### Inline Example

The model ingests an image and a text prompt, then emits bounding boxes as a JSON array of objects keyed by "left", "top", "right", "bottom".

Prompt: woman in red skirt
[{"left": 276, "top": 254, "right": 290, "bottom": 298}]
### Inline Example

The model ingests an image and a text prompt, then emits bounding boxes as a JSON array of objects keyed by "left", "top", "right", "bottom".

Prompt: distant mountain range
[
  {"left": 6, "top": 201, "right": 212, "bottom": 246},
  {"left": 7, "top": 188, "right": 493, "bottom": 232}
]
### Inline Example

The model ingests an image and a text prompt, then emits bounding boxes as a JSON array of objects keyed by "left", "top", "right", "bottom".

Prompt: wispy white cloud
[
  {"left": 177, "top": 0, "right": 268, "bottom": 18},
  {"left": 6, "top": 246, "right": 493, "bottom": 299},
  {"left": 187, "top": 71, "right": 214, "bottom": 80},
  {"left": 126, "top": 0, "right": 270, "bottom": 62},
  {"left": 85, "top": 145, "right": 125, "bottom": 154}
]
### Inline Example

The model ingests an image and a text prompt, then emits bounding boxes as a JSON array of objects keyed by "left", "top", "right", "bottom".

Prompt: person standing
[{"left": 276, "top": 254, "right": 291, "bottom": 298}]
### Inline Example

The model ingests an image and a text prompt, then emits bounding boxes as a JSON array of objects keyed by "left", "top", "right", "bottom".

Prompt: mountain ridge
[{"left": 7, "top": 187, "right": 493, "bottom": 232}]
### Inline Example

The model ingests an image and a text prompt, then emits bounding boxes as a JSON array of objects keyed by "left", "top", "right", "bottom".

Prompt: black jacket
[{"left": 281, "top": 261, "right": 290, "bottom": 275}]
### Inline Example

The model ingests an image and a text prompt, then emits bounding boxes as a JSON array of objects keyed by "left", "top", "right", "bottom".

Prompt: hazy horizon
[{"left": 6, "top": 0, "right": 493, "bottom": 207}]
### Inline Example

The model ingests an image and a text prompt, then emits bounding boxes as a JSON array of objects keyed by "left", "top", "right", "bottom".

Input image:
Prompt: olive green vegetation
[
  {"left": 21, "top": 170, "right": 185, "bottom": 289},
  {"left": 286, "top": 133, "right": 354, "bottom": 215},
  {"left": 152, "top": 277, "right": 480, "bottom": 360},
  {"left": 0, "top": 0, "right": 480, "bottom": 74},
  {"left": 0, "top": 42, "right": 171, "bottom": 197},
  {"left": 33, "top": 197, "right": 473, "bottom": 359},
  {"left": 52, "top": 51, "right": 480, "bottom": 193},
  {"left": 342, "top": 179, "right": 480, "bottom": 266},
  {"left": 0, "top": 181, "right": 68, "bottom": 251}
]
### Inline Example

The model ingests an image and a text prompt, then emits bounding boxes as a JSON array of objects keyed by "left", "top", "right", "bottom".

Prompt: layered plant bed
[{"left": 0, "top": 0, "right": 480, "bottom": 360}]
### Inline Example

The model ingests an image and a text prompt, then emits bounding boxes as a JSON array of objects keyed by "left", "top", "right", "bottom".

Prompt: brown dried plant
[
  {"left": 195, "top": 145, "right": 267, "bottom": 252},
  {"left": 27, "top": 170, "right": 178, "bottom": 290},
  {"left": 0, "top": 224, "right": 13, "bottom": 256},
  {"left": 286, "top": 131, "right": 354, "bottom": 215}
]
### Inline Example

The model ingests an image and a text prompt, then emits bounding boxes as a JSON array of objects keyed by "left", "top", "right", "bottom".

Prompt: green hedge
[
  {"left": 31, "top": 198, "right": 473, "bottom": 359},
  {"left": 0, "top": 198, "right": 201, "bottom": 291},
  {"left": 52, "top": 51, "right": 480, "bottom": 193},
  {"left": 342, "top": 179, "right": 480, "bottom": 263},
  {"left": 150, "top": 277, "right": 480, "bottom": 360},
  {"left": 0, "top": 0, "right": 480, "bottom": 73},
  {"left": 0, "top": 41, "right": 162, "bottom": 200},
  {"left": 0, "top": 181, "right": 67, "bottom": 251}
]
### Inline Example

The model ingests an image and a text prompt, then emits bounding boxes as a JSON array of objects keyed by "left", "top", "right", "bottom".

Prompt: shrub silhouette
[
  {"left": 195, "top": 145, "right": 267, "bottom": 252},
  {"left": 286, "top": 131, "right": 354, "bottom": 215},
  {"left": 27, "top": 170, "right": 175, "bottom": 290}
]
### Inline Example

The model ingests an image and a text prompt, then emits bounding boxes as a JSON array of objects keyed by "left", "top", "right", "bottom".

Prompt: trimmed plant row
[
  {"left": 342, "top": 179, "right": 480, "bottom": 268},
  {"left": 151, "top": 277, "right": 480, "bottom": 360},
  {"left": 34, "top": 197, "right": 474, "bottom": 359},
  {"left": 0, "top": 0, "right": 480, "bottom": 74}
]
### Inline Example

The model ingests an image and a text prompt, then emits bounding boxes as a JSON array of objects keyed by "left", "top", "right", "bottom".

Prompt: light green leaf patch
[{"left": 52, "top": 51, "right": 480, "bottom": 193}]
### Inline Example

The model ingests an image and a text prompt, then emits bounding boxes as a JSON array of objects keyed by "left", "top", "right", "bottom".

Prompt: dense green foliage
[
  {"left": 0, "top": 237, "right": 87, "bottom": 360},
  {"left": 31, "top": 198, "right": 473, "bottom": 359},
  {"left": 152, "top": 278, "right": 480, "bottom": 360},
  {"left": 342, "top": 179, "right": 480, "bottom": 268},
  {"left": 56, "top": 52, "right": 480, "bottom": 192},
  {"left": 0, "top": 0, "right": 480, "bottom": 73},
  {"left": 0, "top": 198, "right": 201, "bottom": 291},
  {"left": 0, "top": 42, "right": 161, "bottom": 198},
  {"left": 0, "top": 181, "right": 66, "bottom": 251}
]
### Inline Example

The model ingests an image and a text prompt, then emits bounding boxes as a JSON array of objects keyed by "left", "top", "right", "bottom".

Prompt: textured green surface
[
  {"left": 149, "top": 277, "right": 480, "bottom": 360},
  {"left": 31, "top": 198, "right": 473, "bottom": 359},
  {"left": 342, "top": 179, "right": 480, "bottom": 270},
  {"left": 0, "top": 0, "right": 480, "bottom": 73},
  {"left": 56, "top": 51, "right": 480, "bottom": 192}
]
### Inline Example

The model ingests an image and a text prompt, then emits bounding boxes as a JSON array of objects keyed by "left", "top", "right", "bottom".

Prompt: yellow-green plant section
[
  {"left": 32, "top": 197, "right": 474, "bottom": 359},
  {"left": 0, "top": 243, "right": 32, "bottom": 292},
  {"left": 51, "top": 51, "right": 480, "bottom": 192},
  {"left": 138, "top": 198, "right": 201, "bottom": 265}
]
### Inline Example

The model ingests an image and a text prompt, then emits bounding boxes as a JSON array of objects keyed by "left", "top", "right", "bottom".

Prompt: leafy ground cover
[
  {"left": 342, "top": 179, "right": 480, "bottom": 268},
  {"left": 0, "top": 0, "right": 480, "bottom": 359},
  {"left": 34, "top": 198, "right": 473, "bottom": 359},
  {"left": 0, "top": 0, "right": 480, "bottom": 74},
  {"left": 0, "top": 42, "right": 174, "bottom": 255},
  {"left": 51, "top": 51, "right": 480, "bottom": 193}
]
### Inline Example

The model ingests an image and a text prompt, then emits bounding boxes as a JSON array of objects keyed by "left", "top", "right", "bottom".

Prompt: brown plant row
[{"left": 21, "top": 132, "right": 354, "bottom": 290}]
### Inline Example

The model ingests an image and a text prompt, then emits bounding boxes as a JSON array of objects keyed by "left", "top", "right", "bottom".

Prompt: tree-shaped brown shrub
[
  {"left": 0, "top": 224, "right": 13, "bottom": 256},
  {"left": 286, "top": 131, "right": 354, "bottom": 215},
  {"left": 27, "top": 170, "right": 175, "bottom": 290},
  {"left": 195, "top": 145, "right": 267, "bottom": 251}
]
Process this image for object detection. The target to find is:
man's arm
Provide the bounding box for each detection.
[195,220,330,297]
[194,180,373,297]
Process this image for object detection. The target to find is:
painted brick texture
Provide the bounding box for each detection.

= = =

■ Given exercise: Gather every line above that contains the word "green" and copy each one out in full.

■ Expected answer:
Prompt: olive green vegetation
Prompt: green hedge
Prompt: light green leaf patch
Prompt: dense green foliage
Prompt: textured green surface
Prompt: yellow-green plant section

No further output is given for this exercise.